Object point labels:
::::::::::

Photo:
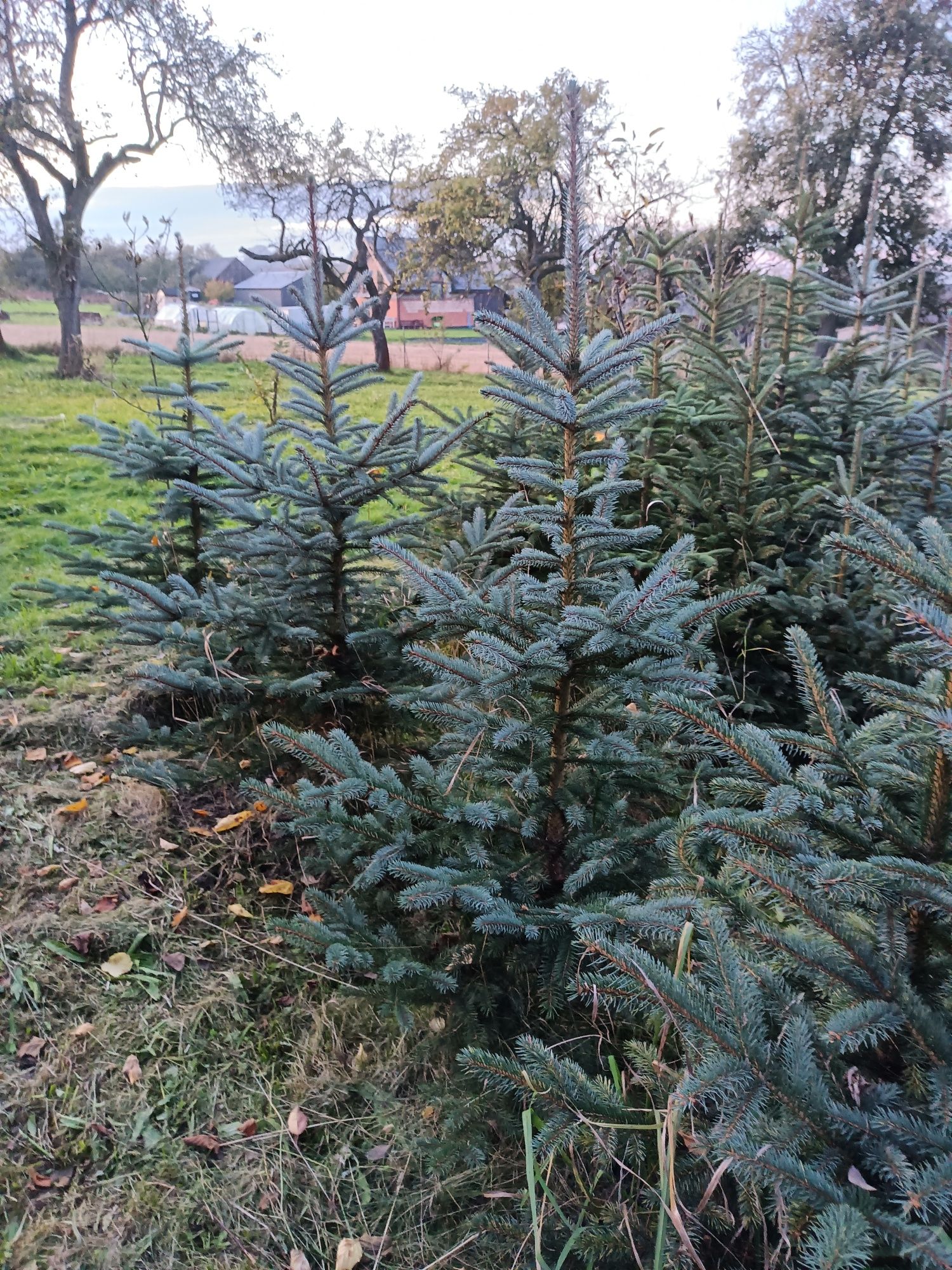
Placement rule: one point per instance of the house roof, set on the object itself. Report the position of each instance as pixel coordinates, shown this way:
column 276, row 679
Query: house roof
column 271, row 280
column 213, row 269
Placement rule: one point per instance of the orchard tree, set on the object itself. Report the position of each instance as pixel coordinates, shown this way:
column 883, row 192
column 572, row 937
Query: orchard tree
column 60, row 148
column 492, row 201
column 360, row 192
column 857, row 87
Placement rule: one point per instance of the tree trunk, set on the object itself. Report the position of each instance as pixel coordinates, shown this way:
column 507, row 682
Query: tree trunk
column 381, row 349
column 67, row 294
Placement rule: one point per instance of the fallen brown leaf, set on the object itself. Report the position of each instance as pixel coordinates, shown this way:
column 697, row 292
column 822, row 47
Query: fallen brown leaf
column 32, row 1048
column 117, row 966
column 233, row 822
column 298, row 1122
column 277, row 888
column 73, row 808
column 133, row 1070
column 204, row 1142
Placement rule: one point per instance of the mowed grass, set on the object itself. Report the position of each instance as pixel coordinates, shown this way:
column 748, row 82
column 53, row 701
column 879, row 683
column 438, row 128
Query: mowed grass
column 43, row 479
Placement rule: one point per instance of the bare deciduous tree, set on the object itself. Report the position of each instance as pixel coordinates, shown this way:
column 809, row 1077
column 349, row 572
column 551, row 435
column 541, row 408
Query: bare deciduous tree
column 360, row 190
column 54, row 144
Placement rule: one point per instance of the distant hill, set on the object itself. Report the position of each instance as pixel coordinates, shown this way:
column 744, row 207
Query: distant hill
column 199, row 213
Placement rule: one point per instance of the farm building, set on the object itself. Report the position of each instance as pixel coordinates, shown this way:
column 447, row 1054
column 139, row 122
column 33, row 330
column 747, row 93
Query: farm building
column 272, row 286
column 220, row 269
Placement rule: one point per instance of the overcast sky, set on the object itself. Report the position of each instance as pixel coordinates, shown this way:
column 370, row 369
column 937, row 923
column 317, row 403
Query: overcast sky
column 667, row 65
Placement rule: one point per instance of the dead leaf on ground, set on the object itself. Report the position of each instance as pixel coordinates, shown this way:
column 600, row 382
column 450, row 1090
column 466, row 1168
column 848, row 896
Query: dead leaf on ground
column 204, row 1142
column 117, row 966
column 73, row 808
column 233, row 822
column 298, row 1122
column 32, row 1048
column 133, row 1070
column 350, row 1253
column 277, row 888
column 58, row 1178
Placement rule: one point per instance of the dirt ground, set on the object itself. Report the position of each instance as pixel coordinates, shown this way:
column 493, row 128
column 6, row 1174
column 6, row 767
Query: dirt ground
column 414, row 355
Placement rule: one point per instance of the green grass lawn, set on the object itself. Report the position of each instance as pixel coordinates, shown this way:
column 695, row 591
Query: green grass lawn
column 43, row 313
column 43, row 481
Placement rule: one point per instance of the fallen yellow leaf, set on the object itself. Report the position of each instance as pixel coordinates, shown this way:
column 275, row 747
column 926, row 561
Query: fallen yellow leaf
column 350, row 1253
column 233, row 822
column 298, row 1123
column 72, row 808
column 277, row 888
column 117, row 966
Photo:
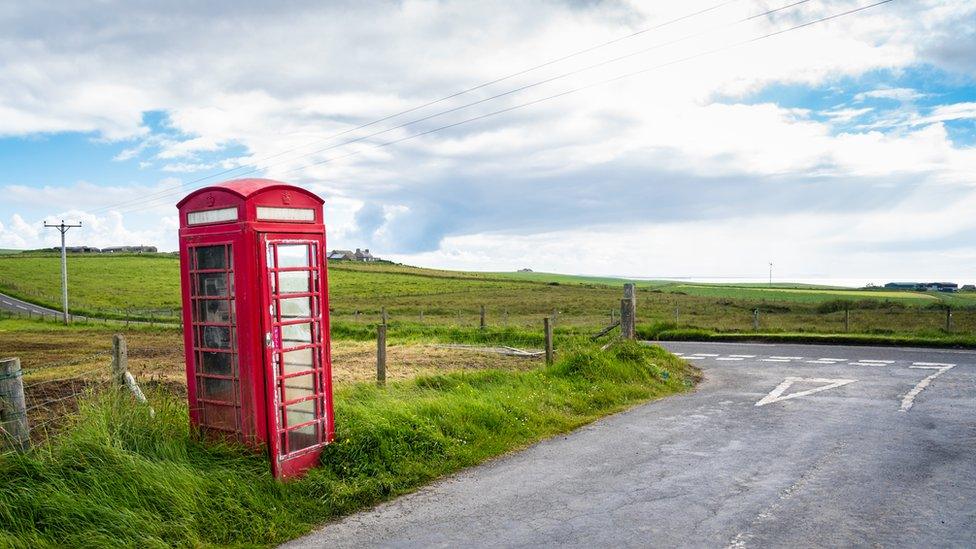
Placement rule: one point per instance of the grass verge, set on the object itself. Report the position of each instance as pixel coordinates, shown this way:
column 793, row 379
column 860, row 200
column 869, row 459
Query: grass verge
column 120, row 478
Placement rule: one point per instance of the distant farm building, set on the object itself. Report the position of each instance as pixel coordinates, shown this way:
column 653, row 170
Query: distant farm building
column 349, row 255
column 109, row 250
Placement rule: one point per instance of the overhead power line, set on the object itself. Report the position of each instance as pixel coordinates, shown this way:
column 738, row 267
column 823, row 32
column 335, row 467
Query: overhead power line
column 582, row 88
column 191, row 184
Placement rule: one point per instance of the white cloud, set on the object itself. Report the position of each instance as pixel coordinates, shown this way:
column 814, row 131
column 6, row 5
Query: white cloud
column 271, row 79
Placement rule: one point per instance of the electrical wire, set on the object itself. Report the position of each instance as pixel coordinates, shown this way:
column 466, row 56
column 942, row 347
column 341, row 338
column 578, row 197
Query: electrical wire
column 579, row 89
column 446, row 97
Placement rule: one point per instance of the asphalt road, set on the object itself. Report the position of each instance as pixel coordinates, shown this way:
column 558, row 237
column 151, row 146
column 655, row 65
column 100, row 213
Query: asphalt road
column 778, row 447
column 19, row 307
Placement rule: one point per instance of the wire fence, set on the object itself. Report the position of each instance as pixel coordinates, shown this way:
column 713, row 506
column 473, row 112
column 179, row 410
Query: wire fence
column 38, row 401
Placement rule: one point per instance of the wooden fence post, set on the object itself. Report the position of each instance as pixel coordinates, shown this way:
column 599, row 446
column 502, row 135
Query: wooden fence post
column 120, row 359
column 381, row 354
column 547, row 326
column 13, row 407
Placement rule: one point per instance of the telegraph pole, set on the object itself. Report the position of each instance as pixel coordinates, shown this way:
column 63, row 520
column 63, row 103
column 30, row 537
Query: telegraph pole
column 63, row 228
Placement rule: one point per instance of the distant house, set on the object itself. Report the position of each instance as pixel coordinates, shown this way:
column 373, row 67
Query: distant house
column 903, row 286
column 340, row 255
column 364, row 255
column 924, row 286
column 942, row 287
column 349, row 255
column 80, row 249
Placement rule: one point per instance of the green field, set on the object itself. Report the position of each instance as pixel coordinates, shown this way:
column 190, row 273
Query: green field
column 140, row 285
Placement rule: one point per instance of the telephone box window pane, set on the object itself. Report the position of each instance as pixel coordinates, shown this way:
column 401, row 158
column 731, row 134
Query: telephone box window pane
column 296, row 307
column 218, row 389
column 216, row 337
column 301, row 412
column 297, row 361
column 293, row 282
column 211, row 257
column 221, row 364
column 212, row 284
column 292, row 255
column 303, row 437
column 299, row 387
column 214, row 310
column 293, row 335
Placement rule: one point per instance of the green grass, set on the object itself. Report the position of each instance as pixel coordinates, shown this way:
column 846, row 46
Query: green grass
column 104, row 285
column 120, row 478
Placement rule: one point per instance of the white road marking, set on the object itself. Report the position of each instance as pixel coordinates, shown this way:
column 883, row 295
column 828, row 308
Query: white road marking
column 908, row 400
column 776, row 394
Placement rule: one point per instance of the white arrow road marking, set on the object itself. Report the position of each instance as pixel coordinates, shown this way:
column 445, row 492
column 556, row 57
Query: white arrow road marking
column 776, row 394
column 908, row 400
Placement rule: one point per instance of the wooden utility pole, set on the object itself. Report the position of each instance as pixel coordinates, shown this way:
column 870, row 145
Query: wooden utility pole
column 63, row 228
column 381, row 354
column 628, row 312
column 14, row 432
column 547, row 326
column 627, row 320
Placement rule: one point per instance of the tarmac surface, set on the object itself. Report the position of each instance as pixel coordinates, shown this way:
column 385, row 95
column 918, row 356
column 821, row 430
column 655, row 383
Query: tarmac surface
column 781, row 445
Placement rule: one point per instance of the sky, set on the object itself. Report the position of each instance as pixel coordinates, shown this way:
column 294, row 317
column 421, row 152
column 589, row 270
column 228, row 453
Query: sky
column 656, row 139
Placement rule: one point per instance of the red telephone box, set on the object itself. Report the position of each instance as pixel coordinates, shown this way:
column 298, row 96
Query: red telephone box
column 256, row 318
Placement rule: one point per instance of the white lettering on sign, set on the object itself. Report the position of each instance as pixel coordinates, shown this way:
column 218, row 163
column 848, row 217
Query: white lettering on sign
column 268, row 213
column 211, row 216
column 776, row 394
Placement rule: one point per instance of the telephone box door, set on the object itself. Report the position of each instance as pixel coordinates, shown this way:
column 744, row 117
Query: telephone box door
column 296, row 350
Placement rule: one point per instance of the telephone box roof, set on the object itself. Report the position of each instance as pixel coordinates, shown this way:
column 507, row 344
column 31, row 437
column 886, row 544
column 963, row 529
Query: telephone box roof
column 245, row 188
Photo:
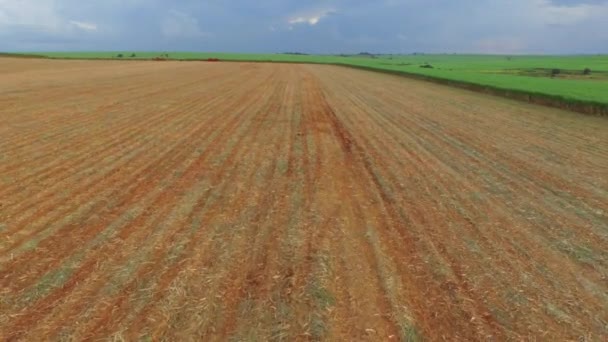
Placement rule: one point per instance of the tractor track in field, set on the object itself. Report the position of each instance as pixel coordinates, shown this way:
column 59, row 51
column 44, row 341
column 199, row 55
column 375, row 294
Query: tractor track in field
column 242, row 201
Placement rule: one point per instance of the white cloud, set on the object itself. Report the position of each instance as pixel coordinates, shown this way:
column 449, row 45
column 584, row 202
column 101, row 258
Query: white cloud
column 41, row 14
column 552, row 14
column 84, row 25
column 181, row 25
column 311, row 19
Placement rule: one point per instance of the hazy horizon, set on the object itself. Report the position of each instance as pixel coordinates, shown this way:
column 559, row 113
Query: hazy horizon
column 495, row 27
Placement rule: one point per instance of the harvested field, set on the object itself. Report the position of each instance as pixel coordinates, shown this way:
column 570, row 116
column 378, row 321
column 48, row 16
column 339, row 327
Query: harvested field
column 207, row 201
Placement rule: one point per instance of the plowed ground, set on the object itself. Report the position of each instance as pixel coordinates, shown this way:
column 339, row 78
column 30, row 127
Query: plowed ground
column 212, row 201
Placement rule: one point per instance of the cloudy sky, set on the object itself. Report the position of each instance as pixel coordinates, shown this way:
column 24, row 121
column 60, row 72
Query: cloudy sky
column 314, row 26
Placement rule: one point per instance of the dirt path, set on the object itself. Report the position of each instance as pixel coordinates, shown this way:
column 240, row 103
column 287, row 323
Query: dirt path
column 170, row 200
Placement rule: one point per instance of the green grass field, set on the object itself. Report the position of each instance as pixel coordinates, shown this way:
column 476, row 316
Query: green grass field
column 521, row 74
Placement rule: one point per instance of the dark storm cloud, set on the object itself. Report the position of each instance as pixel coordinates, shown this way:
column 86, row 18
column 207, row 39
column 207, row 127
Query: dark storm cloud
column 320, row 26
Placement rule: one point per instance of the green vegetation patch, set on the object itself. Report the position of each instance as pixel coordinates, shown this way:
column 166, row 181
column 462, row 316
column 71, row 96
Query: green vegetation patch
column 575, row 81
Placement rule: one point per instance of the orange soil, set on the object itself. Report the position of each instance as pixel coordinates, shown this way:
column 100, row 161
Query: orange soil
column 268, row 201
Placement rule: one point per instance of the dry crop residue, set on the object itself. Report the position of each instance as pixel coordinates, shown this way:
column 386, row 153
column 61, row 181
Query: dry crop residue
column 243, row 201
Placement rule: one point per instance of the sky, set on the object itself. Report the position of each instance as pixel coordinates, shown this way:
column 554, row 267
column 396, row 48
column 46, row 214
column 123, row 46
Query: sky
column 313, row 26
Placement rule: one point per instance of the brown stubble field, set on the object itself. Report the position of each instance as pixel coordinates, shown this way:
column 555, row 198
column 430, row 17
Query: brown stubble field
column 214, row 201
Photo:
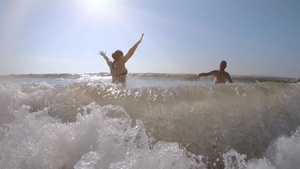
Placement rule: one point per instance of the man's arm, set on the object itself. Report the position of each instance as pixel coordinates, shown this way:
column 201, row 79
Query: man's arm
column 132, row 50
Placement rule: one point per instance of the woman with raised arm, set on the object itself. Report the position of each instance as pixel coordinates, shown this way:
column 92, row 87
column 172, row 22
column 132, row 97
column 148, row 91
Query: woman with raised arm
column 117, row 67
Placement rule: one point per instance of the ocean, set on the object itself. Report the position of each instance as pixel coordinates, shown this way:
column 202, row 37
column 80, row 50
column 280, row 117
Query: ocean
column 156, row 121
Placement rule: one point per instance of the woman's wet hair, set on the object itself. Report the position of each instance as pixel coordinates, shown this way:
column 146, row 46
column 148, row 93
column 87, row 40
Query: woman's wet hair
column 117, row 54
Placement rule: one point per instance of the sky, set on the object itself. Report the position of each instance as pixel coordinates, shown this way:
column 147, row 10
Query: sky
column 255, row 37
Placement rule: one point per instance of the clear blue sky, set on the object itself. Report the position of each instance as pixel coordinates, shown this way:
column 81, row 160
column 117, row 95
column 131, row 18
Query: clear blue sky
column 181, row 36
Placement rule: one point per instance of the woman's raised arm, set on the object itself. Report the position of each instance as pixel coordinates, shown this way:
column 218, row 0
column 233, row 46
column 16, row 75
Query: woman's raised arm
column 132, row 49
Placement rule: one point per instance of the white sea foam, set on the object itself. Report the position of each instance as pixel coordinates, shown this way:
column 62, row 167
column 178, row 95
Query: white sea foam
column 90, row 123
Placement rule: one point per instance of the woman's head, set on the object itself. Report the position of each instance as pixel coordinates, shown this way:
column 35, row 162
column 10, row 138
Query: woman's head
column 117, row 55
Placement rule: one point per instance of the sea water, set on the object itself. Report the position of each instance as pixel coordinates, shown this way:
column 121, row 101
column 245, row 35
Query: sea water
column 156, row 121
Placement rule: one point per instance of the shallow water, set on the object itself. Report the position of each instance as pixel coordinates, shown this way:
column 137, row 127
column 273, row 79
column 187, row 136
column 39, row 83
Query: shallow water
column 156, row 121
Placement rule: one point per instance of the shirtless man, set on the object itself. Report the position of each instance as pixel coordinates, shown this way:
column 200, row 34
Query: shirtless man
column 117, row 67
column 220, row 75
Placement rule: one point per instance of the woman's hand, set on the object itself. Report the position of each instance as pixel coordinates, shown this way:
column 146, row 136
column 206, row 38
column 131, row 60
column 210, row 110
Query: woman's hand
column 102, row 53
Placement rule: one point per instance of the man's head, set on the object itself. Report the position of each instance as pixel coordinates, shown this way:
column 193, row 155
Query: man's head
column 117, row 55
column 223, row 65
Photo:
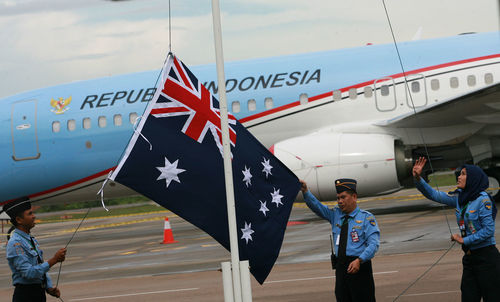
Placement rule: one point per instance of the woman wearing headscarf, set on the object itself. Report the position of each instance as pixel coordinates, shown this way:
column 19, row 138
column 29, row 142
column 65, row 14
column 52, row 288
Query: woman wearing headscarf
column 476, row 214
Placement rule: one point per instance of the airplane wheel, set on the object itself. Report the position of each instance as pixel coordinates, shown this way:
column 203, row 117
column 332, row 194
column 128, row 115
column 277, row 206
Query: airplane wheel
column 494, row 178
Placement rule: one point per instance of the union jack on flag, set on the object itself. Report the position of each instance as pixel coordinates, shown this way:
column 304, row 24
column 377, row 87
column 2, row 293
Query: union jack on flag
column 183, row 94
column 184, row 171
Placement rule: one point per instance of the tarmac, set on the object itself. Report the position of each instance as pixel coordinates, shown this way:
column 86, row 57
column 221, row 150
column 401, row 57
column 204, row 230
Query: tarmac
column 121, row 258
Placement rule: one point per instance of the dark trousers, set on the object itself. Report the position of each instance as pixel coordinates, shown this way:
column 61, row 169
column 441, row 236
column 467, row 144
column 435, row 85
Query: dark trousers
column 481, row 275
column 29, row 293
column 354, row 287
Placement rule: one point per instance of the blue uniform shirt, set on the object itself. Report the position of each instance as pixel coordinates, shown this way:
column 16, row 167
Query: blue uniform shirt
column 480, row 226
column 363, row 237
column 23, row 262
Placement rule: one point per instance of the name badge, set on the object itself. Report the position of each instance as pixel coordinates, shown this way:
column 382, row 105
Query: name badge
column 354, row 236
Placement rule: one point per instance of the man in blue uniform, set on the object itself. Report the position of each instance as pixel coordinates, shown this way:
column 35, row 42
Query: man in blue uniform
column 356, row 239
column 29, row 271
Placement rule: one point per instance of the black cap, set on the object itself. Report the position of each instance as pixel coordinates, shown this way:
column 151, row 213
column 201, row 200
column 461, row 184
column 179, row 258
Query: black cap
column 17, row 206
column 344, row 184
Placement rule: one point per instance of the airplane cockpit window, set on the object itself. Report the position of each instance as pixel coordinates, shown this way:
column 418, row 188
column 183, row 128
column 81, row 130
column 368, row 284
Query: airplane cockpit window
column 235, row 106
column 337, row 95
column 86, row 123
column 471, row 80
column 415, row 87
column 368, row 92
column 132, row 117
column 384, row 90
column 434, row 84
column 102, row 122
column 488, row 78
column 303, row 98
column 117, row 119
column 71, row 125
column 252, row 105
column 268, row 102
column 56, row 127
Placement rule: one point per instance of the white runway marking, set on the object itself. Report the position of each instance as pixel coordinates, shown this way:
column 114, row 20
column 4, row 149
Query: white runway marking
column 319, row 278
column 136, row 294
column 425, row 294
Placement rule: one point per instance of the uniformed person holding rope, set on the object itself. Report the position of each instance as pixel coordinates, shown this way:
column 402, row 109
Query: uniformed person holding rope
column 29, row 270
column 356, row 239
column 475, row 214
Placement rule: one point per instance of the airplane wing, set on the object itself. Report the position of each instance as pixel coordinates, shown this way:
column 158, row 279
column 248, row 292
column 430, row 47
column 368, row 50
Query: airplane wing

::::::::::

Problem description
Reproduce verbatim the lines in the items above, from the line containing "Placement rule: one point per instance of the white arrow" through the line containing "Query: white arrow road marking", including both of those lines.

Complete answer
Placement rule: one point per instance of the white arrow road marking, set on the object itself. Report the position of each instance as pixel coordinates, shown this way:
column 445, row 492
column 556, row 57
Query: white arrow road marking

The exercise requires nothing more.